● **Required work**:
Copy out the listing that follows in its entirety, keeping it exactly the same.

● **Provided entries**:
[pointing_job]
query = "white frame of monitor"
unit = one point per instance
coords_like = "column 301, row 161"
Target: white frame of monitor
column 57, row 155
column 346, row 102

● **Reply**:
[pointing_job]
query = "white frame of monitor"
unit = one point per instance
coords_like = "column 301, row 161"
Target: white frame of monitor
column 57, row 155
column 346, row 102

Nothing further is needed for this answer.